## Directions
Could you reproduce, word for word, everything below from the line containing "Query: roof rack" down to the line containing "Query: yellow center line", with both of those lines included and no others?

━━━━━ Records to process ━━━━━

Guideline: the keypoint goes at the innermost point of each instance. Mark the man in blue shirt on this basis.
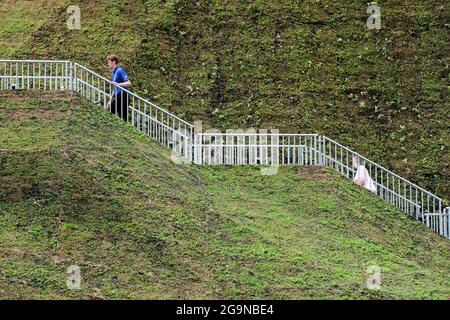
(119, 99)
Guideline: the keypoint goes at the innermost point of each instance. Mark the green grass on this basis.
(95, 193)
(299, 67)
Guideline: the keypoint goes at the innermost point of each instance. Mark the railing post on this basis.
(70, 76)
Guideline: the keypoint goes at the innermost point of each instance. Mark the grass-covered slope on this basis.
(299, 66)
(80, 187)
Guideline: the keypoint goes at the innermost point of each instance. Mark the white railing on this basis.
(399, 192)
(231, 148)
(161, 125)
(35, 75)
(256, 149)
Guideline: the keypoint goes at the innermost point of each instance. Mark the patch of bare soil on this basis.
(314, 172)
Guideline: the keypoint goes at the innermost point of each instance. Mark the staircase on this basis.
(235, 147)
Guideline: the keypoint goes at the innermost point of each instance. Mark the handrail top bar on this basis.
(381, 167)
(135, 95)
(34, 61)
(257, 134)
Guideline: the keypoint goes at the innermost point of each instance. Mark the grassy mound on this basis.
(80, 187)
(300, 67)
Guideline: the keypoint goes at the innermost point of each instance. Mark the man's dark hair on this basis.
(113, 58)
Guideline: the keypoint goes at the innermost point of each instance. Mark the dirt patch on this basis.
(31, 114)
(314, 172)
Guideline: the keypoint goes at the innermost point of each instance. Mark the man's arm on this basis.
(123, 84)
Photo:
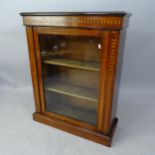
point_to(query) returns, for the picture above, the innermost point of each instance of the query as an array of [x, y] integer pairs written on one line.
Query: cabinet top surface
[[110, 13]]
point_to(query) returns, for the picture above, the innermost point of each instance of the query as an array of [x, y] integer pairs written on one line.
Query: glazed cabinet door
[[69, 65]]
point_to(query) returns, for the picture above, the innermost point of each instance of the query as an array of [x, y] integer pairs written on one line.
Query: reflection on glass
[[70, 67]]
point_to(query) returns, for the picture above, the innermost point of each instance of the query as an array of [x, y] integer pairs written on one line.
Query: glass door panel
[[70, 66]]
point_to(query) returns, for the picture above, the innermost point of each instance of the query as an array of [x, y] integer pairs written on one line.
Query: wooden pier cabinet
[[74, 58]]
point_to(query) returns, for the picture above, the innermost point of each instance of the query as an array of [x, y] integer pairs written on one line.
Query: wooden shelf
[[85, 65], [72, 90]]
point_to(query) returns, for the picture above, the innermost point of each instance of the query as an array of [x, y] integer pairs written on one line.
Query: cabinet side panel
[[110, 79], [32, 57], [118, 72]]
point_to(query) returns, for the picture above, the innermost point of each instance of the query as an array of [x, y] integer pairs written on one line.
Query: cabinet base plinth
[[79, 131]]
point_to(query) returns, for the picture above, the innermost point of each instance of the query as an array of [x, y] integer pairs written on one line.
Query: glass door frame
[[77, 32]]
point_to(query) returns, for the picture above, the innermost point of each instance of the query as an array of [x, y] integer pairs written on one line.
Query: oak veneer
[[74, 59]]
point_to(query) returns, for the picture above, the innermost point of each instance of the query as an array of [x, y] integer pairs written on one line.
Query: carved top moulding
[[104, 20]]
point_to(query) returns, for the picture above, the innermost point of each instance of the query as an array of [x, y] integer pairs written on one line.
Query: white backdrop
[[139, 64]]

━━━━━
━━━━━ Records to process ━━━━━

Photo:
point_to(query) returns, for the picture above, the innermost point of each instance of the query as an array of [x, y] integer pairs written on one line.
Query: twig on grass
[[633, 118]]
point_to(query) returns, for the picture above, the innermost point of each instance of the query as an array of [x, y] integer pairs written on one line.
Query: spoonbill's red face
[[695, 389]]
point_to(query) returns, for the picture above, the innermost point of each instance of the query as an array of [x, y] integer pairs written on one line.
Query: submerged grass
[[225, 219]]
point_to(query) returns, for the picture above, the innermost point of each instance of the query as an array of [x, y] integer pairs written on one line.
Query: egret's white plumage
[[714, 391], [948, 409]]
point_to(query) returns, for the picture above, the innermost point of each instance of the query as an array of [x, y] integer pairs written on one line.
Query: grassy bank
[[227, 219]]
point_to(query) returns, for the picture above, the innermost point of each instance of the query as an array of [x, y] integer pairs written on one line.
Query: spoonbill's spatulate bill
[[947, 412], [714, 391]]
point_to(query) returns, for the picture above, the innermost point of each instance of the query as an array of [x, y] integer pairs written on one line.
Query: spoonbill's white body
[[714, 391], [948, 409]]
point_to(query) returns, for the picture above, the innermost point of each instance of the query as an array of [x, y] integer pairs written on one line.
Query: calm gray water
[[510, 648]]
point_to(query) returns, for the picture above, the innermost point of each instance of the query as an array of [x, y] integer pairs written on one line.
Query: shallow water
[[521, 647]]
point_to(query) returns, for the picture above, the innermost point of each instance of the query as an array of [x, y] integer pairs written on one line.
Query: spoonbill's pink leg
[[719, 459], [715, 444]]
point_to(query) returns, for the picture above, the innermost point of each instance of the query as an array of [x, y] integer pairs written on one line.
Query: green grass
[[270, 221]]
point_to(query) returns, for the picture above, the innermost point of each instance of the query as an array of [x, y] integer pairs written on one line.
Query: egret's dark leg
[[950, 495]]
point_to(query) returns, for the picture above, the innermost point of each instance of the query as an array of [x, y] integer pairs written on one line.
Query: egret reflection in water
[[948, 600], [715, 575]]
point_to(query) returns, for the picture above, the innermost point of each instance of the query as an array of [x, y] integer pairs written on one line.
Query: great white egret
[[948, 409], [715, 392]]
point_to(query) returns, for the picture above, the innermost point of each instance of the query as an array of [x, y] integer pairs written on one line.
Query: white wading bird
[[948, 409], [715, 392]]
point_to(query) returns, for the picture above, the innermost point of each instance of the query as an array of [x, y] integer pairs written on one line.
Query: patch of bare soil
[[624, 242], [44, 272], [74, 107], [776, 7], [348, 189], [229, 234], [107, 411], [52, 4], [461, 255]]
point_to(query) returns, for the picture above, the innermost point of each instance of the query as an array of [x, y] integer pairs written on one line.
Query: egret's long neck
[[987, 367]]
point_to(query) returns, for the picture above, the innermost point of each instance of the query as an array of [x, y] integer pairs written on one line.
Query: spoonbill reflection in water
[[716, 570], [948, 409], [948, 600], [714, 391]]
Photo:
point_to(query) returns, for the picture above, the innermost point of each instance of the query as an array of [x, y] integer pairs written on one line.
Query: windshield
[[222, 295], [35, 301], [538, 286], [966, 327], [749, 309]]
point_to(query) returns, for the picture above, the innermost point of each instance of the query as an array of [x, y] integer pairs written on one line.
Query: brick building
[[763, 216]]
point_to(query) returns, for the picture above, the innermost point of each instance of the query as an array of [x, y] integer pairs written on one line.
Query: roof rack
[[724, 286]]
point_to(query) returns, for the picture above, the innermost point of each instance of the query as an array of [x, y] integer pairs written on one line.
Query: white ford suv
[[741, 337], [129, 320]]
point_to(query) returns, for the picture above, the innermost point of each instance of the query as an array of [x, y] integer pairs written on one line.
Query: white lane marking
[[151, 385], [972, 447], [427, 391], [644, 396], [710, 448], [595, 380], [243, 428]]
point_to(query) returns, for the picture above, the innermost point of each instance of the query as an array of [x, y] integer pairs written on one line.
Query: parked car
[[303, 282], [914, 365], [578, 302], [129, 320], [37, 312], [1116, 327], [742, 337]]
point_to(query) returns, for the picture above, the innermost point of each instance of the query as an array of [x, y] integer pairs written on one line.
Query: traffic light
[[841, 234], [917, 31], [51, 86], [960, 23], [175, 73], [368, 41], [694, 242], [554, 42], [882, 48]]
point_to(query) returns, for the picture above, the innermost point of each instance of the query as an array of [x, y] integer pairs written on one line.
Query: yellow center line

━━━━━

## Completed task
Query: roof rack
[[724, 286]]
point_to(query) returns, for the picture above, the innermost point of each instance of the query as an array of [x, y] integer pairs written on one line.
Query: white ford suv
[[741, 337], [129, 320]]
point_to(query) returns, for the picture above, the innermost point of each instance of the query as an array of [x, y] integer pairs written on one line.
Query: white lane marking
[[151, 385], [972, 447], [427, 391], [644, 396], [710, 448], [595, 380], [243, 428]]
point_to(query) returns, for the picture above, the innermost point of each instance of the query as an array of [x, y] integer pairs written on one line.
Query: parked car
[[303, 282], [914, 365], [578, 302], [129, 320], [37, 312], [1116, 327], [742, 337]]
point_to(query) returns, for the picture above, the innermost point of each instance of the query as an array of [x, y] integer pairs written on one line.
Query: traffic light
[[841, 234], [917, 31], [51, 86], [960, 23], [175, 73], [368, 41], [694, 242], [554, 42], [882, 48]]
point_to(query) returns, for the picture above, the innermost point of each instance of the query as an array of [x, y] integer pairs written on one line.
Query: yellow center line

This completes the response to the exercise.